### Task directions
Locate each line in the rows below that contains the word "polo" and copy it out.

### Records to use
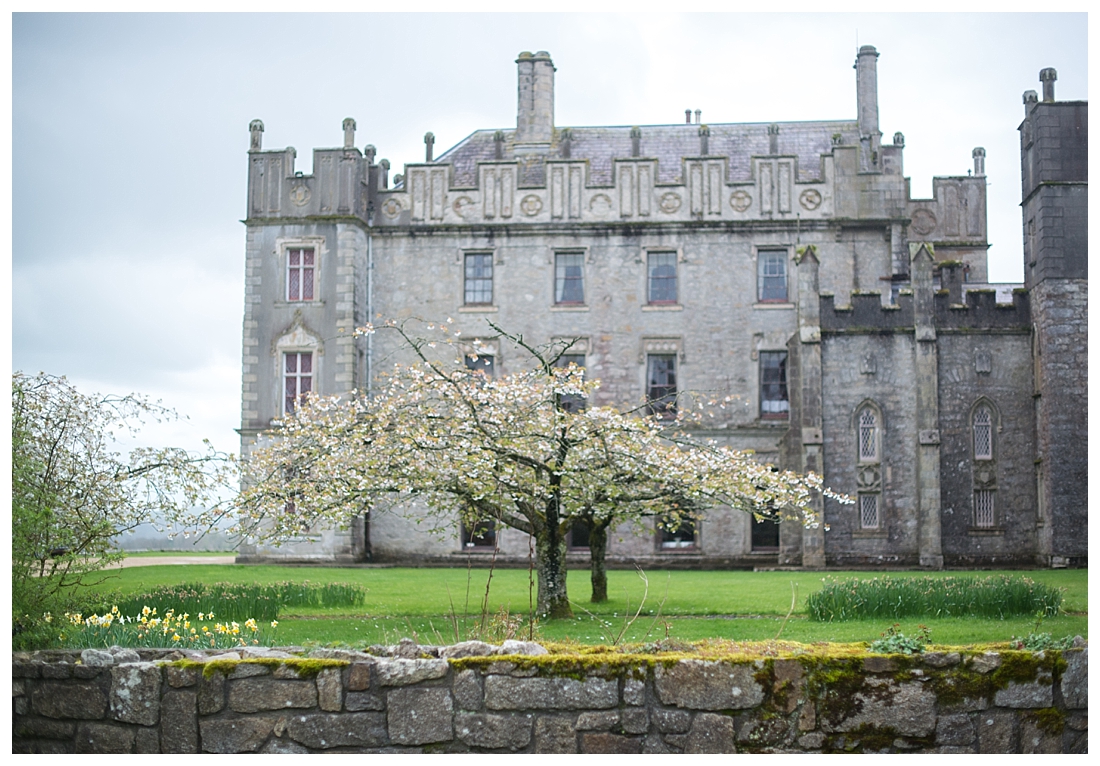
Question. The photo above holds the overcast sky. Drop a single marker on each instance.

--

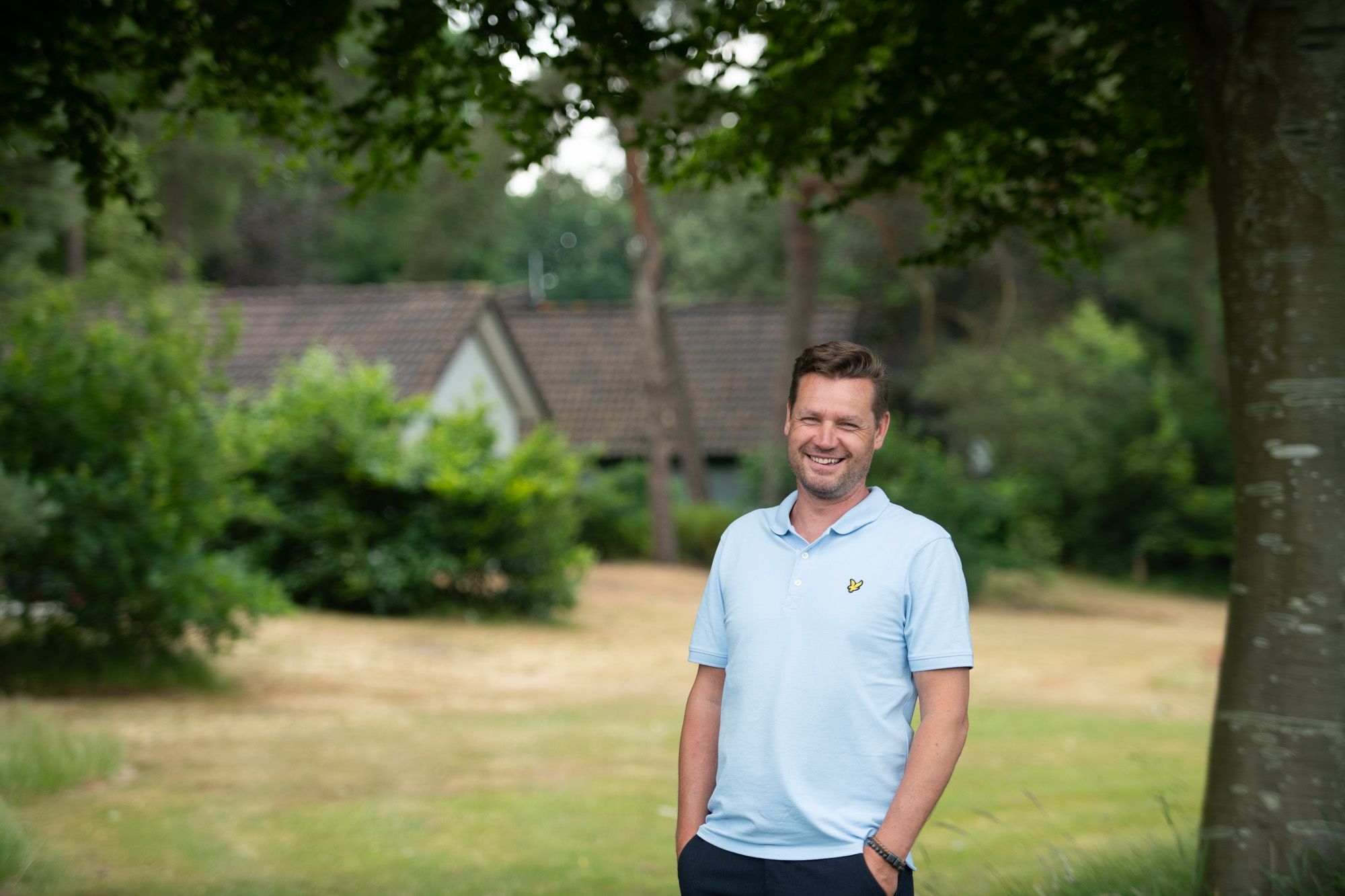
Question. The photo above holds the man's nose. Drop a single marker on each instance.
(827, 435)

---

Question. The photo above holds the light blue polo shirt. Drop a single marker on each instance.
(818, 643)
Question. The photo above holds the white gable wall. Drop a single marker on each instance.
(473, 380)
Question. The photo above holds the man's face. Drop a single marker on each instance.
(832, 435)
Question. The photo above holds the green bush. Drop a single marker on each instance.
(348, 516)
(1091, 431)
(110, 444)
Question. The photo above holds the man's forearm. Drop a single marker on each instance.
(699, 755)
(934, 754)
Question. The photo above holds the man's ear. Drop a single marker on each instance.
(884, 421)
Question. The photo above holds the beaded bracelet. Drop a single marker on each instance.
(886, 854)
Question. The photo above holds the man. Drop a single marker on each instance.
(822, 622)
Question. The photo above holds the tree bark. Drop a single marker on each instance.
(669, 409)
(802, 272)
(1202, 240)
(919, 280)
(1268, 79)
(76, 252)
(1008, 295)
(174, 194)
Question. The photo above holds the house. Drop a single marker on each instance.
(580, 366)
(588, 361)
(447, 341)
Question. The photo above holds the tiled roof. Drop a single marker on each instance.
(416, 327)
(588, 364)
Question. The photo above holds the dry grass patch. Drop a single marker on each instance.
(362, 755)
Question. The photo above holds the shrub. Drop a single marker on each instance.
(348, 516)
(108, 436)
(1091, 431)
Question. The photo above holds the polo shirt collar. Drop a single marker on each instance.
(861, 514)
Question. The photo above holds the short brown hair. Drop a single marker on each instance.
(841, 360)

### The reply
Question. The photo above holds the light blue polo shirt. Drop a single marker on each instance.
Question. The photo above holds the polo shirt collar. Drop a single marker on each instance.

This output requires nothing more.